**Consigne A**
D'après l'extrait sur le modèle de maximisation des profits, de quoi l'entreprise tient-elle compte quand elle prend ses décisions ?
**Consigne B**
Reprenez l'extrait sur le modèle de maximisation des profits et écrivez la suite après sa dernière phrase.

**Extrait**
───
Au détriment du suspense, laissez-moi vous dire que le titre de cet article ne reflète pas vraiment ce que je pense des entreprises. Il y a de multiples exemples d’entreprises qui sacrifient leurs profits pour protéger les emplois de leurs salariés, ou pour ne pas nuire à l’environnement. En tout cas, je ne pense pas que nous en tant que chercheurs puissions déterminer l’objectif principal des entreprises. Il est compréhensible que des critiques soient formulées contre la tendance du modèle microéconomique standard à considérer l’entreprise comme une entité qui cherche seulement à maximiser ses profits. Dans cette hypothèse, l’entreprise ne prend en compte que ses revenus et ses coûts au moment de prendre ses décisions, et ignore d’autres facteurs potentiels tels que la responsabilité sociale des entreprises.
Pourquoi est-ce que j’utilise un tel modèle de maximisation des profits pour mon enseignement et ma recherche ? Il ne faut pas oublier que le modèle n’est pas censé représenter parfaitement la réalité. Chaque modèle s’appuie sur des hypothèses, simplifiant les complexités du monde réel. Une entreprise qui maximise ses profits est “pratique”, car elle permet au chercheur de cerner un élément très central de l’économie. L’économie est façonnée par un ensemble de décisions prises par de multiples acteurs ayant des objectifs différents. Le bon fonctionnement de l’économie dépend de la manière dont la société traite les intérêts souvent contradictoires de ces décideurs, plutôt que d’ignorer leur existence.
───
**Lignes fournies**
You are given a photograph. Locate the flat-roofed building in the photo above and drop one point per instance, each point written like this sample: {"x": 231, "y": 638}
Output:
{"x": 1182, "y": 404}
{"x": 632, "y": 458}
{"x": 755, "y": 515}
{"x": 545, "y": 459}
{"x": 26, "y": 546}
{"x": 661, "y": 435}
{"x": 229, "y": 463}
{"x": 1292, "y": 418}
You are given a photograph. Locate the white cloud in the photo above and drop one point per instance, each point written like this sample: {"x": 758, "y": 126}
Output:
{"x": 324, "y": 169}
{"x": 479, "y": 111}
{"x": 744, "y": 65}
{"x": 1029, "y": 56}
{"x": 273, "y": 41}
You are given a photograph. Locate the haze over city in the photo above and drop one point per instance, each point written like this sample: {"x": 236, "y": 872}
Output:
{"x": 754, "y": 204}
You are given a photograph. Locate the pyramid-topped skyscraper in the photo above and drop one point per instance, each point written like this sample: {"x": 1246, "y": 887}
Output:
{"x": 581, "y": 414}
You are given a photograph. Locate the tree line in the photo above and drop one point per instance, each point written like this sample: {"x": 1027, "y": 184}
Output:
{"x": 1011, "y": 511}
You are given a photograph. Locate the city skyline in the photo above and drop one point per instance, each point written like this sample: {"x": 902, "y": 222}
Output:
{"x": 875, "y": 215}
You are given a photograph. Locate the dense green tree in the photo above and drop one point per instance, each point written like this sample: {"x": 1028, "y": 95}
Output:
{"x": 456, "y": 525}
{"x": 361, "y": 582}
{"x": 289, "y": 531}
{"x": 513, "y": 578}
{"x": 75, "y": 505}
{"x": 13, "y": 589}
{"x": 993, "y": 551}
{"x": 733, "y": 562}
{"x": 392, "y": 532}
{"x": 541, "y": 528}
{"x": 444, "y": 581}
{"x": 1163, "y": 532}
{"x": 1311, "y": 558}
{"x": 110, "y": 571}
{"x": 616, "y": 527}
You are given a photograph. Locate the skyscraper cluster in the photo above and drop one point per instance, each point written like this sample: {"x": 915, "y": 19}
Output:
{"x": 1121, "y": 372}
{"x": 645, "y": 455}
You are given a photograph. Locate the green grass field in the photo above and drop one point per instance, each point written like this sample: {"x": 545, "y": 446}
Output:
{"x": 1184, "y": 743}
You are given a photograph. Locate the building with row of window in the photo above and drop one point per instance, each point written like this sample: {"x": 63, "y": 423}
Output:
───
**Résultat A**
Elle ne tient compte que de ses revenus et de ses coûts.

**Résultat B**
Pour illustrer la manière dont les modèles nous aident à comprendre et peut-être à changer la réalité, prenons le modèle microéconomique classique [1]. Il nous permet d’évoquer la manière dont les marchés peuvent agréger les objectifs de maximisation des profits des entreprises avec les préférences de leurs consommateurs, et allouer des ressources limitées là où elles sont les plus nécessaires. Bien sûr, cela n’est vrai que lorsque certaines conditions exigeantes sont remplies. Un économiste dirait que “toutes les étoiles sont alignées”.. Prenons l’exemple des émissions industrielles de gaz à effet de serre. Il est évident que les besoins de la société n’expliquent pas l’existence d’entreprises qui émettent des polluants mettant en danger la santé de millions de personnes. C’est donc un exemple classique de défaillance du marché. Un autre exemple classique serait un secteur concentré, dominé par quelques acteurs importants, qui utilise son pouvoir de marché pour manipuler les prix.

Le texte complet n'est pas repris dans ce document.